[Verilen Metin]:
==================================================

Beklentinin aksine... Samsunspor geçen hafta Bennaser’in sakatlığıyla orta sahada küçük çaplı bir krize sürüklenmiş, Thomas Reis Antalya karşısında stoper Yunus Emre’yi oyuna atıp maç bitmeden de dışarı almıştı. Reis, Kasım ayından itibaren yüzüne bakmadığı, üstüne bir de Noel tatilinden geç döndüğü için cezalandırdığı Tait’e yeniden sarılmak zorunda kaldı. Kâğıt üzerinde Tait, Ntcham, Holse orta saha üçlüsü topa nitelikli sahip olmayı vaat etseler de beklentinin tam aksi bir durum ortaya çıktı. Galatasaray, Torreira ve Lemina ile orta sahada üstünlüğünü ilan etti, dönen topları aldılar ve Samsun karşısında çok rahat bir ilk yarı oynadı.
‘’Kaza değil artık‘’
Bir kez çukura düşersin kaza olur, iki kez düşersin kaza dersin ama artık üçüncüden itibaren bu senin ısrarla yaptığın hatalardan oluşan bir özelliğindir. Beşiktaş, Kasımpaşa’ya karşı son sezonlarda sonu hep yenilgilerle, puan kayıplarıyla biten bir oyun paterni oluşturdu. Kasımpaşa’nın hocaları değişiyor, futbolcuları değişiyor ama değişmeyen tek şey Beşiktaş’ı şartlar ne olursa olsun zorluyor ve puan alıyor. Burak Yılmaz, Beşiktaş’a karşı Yasin’i sol stoperde kullandığı bir üçlü savunma kurgusuyla oynayarak Mario, Muçi ve Rafa’yı iç koridorlardan uzak tuttu. Bu tercih İmmobile’yi sahada yalnızlaştırdı. İmmobile demişken, Solskjaer derbinin ardından tekrar santrforlu düzene dönerek Kasımpaşa’ya karşı önlem almak istedi. Fakat Kasımpaşa’nın 3-5-2 karşılaması Beşiktaş’ı doğal olarak santrforsuz bıraktı. Sahanın her bölgesinde doğru baskıyla Beşiktaş’ı kilitleyen Kasımpaşa maçın hemen başında golü bularak işini hayli kolaylaştırdı. Bu gol Beşiktaş’ı beklenenden daha olumsuz etkiledi.
Büyük oranda değişmeli
Ciro İmmobile neredeyse hiç topla buluşamazken Beşiktaş rakip kaleye tek bir isabetli şut atamadan ilk yarıyı geçirdi. Oyuna sakatlanan Emirhan’ın yerine giren Tayyip Talha, hafta içinde Göztepe ile oynanan kupa maçında kırmızı kart görmüşken Kasımpaşalı Yasin’e yaptığı sert müdahale sonunda bir kırmızı daha görerek Beşiktaş tarihine geçti. Henüz ilk yarıda oyuna girip bunu başaran ilk Beşiktaşlı futbolcu olarak. Kasımpaşa’ya karşı böylesine kötü oynamak, Tayyip Talha’nın kırmızıyla yine atılması, üçüncülük mücadelesinde Samsunspor’un puan kaybettiği haftada Kasımpaşa’ya puan kaybetmek Beşiktaş için bir kaza değil artık. Beşiktaş’ın İmmobile başta olmak üzere kadrosunu sezon sonunda büyük oranda elden geçirmesi gerekiyor.

==================================================

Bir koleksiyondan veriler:
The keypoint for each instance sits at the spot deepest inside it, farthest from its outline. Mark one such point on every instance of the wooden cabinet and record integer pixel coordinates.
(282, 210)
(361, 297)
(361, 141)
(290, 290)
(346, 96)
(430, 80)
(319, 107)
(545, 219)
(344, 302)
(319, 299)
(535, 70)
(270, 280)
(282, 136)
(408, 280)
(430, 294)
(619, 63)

==================================================

[Yapılacak İş]: Yukarıdaki futbol yazısını son cümlesinden sonra sürdürün.

[Çıktı]:
‘’Talisca resitali‘’
Hafta içindeki Galatasaray derbisinden dün geceye ilk 11’de 7 oyuncusunu birden değiştiren Mourinho, yılbaşından bu yana tam 15 resmi maçtır ısrarla oynadığı (Göztepe maçının ikinci yarısı hariç) 3-4-1-2’den 4-2-3-1’e dönerek kadrosunun ezberini bozdu. Bu değişim Trabzonspor’un kafasını karıştırmadığı gibi, Fatih Tekke’nin Zubkov’u sağ forvette Mert Müldür’ün üstünde oynatması ilk yarının senaryosunu belirledi. Hatta Ukraynalı forvet o kadar harika bir ilk yarı çıkardı ki, maç Zubkov ile Fenerbahçe savunması arasında geçti. Kaleci Uğurcan’ın degajla havaya diktiği topun gökyüzünden Zubkov’a doğru gidene kadar tek bir Fenerbahçeli’nin topu takip etmemesi beraberinde Trabzonspor golünü getirdi. Mourinho, ikinci yarıya Talisca’yı alıp Amrabat’ı stopere çekerek başladı, ama formasyonunu değiştirmedi.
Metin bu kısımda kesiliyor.